Written exercise 1
Using the text on how banks create money, decide whether each statement agrees with it: (a) the Federal Reserve System was set up by an act of Congress in 1913; (b) private commercial banks must hold 100% of their loans in reserve; (c) the booklet behind the typical 10% figure came from the Federal Reserve Bank of New York. Answer yes or no for each, and quote the deciding words from the text.

Source text
▶

A singularly difficult idea for people not in the banking industry to wrap their minds around is that private banks create new money 'out of thin air,' as the saying goes. As hard as it is for us to see how this could work, and as unfair as it is that they are allowed to do so, the fact is that's exactly how our fiat money is created. The 99% have to earn their money. The 1% do not. It's a fact that the Occupy Wall Street movement wants to change.

If you or I attempted to create new money out of thin air, we would soon be arrested for fraud (or counterfeiting, if we did it with paper and printing). If we write a check without first having deposited sufficient money in the checking account, the check bounces. Because creating money is illegal for ordinary people and businesses, and we know these laws are enforced, the logical assumption is that creating money is illegal, period. Our instinct is to reject the "thin air" assertion as simply impossible.

It is not impossible. The law is different for banks.

Let's repeat that, to give it a chance to soak in. The law is different for banks.

The central bank - in this country, the several private banks governed by the Federal Reserve Board, collectively called "The Fed" - creates money simply by making an entry on its records. The Fed puts this new money into circulation by recording it as a loan to a commercial bank or as a purchase of "securities" from a bank or other financial institution. Among the institutions from which the Fed purchases securities is the Treasury Department of the United States. The Fed is empowered to do this by law; specifically, by the act of Congress which, in 1913, created the Federal Reserve System. When the Fed purchases Treasury notes, this is called "monetizing the national debt."

The law is different for commercial banks, too. If we want to loan money to someone, we first need to have it. If we don't have the money and we can't borrow it, then we can't spend it or loan it. That's how it works for households and ordinary businesses, but not for commercial banks. They are not limited to loaning out just the money they have received as deposits. If they were so limited, that would be called a "100% reserve requirement."

Private commercial banks do not have a 100% reserve requirement. They have a fractional reserve requirement - typically 10%. This number may change. The typical 10% figure comes from a booklet was originally produced and distributed by the Public Information Center, Federal Reserve Bank of Chicago. This booklet is available for free download from http://www.rayservers.com/images/ModernMoneyMechanics.pdf.

With a 10% reserve requirement, a commercial bank bank is allowed to loan out $90,000 on the basis of holding $10,000 in reserves. Now, the bank may not be able to loan out the entire $90,000. It may only loan out %50,000 or %60,000. Whatever the amount, the loans are not loans of money on deposit. The loans are of money created by the commercial bank. When these loans are repaid, the bank is not just making a profit from the interest collected. The entire repayment, less expenses, is profit for the bank. That's how banks can afford a large and well-paid bureaucracy, luxurious buildings and total losses on some loans, while still showing significant profits.

◀

Written exercise 2
Write out every line of the records below word for word, leaving out the pictures.

Provided material
▶

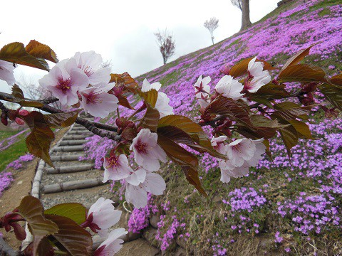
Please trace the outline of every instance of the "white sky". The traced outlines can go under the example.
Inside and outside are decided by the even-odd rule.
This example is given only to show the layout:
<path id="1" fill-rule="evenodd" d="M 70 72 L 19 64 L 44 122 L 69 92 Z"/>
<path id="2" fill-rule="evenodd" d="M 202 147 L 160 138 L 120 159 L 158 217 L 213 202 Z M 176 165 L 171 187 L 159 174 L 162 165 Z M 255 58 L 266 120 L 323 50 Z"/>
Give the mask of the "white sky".
<path id="1" fill-rule="evenodd" d="M 276 7 L 279 0 L 251 0 L 251 21 L 255 22 Z M 77 51 L 95 50 L 110 60 L 113 72 L 138 76 L 162 65 L 154 33 L 165 28 L 175 38 L 180 56 L 212 44 L 204 22 L 214 16 L 219 42 L 239 31 L 241 11 L 230 0 L 1 0 L 0 48 L 35 39 L 53 48 L 59 60 Z M 50 63 L 51 66 L 53 63 Z M 17 81 L 24 76 L 38 82 L 46 72 L 19 66 Z M 0 80 L 0 90 L 9 86 Z"/>

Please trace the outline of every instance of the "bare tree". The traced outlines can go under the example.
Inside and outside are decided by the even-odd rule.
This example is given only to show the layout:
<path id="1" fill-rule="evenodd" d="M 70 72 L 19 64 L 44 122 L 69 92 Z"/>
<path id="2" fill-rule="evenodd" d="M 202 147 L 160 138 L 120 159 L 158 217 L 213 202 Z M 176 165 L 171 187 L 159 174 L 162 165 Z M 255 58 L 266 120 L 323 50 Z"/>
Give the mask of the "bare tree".
<path id="1" fill-rule="evenodd" d="M 175 44 L 173 35 L 170 34 L 167 29 L 165 28 L 165 31 L 162 33 L 159 31 L 158 33 L 155 33 L 155 36 L 157 38 L 165 65 L 167 60 L 175 54 Z"/>
<path id="2" fill-rule="evenodd" d="M 210 35 L 212 36 L 212 42 L 214 44 L 214 31 L 219 27 L 219 20 L 215 17 L 210 18 L 210 20 L 205 21 L 204 22 L 204 28 L 209 30 L 210 32 Z"/>
<path id="3" fill-rule="evenodd" d="M 230 0 L 232 4 L 242 12 L 241 31 L 246 29 L 252 25 L 249 18 L 249 0 Z"/>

◀

Written response 1
(a) Yes: "by the act of Congress which, in 1913, created the Federal Reserve System."
(b) No: "Private commercial banks do not have a 100% reserve requirement."
(c) No: "originally produced and distributed by the Public Information Center, Federal Reserve Bank of Chicago."

Written response 2
Please trace the outline of every instance of the "white sky". The traced outlines can go under the example.
Inside and outside are decided by the even-odd rule.
This example is given only to show the layout:
<path id="1" fill-rule="evenodd" d="M 70 72 L 19 64 L 44 122 L 69 92 Z"/>
<path id="2" fill-rule="evenodd" d="M 202 147 L 160 138 L 120 159 L 158 217 L 213 202 Z M 176 165 L 171 187 L 159 174 L 162 165 Z M 255 58 L 266 120 L 323 50 Z"/>
Give the mask of the "white sky".
<path id="1" fill-rule="evenodd" d="M 276 7 L 279 0 L 251 0 L 251 21 L 255 22 Z M 77 51 L 95 50 L 110 60 L 113 72 L 138 76 L 162 65 L 154 33 L 165 28 L 175 38 L 180 56 L 212 44 L 204 22 L 214 16 L 219 42 L 239 31 L 241 11 L 230 0 L 1 0 L 0 48 L 35 39 L 53 48 L 59 60 Z M 50 63 L 51 66 L 53 63 Z M 17 81 L 24 76 L 38 82 L 46 72 L 19 66 Z M 0 80 L 0 90 L 9 86 Z"/>

Please trace the outline of every instance of the "bare tree". The traced outlines can go under the example.
Inside and outside are decided by the even-odd rule.
This example is given only to show the layout:
<path id="1" fill-rule="evenodd" d="M 70 72 L 19 64 L 44 122 L 69 92 Z"/>
<path id="2" fill-rule="evenodd" d="M 202 147 L 160 138 L 120 159 L 158 217 L 213 202 Z M 176 165 L 171 187 L 159 174 L 162 165 Z M 255 58 L 266 120 L 323 50 Z"/>
Give the mask of the "bare tree".
<path id="1" fill-rule="evenodd" d="M 175 44 L 173 35 L 170 34 L 167 29 L 165 28 L 165 31 L 162 33 L 159 31 L 158 33 L 155 33 L 155 36 L 157 38 L 165 65 L 167 60 L 175 54 Z"/>
<path id="2" fill-rule="evenodd" d="M 210 35 L 212 36 L 212 42 L 214 44 L 214 31 L 219 27 L 219 20 L 215 17 L 210 18 L 210 20 L 205 21 L 204 22 L 204 28 L 209 30 L 210 32 Z"/>
<path id="3" fill-rule="evenodd" d="M 230 0 L 232 4 L 242 12 L 241 31 L 246 29 L 252 25 L 249 18 L 249 0 Z"/>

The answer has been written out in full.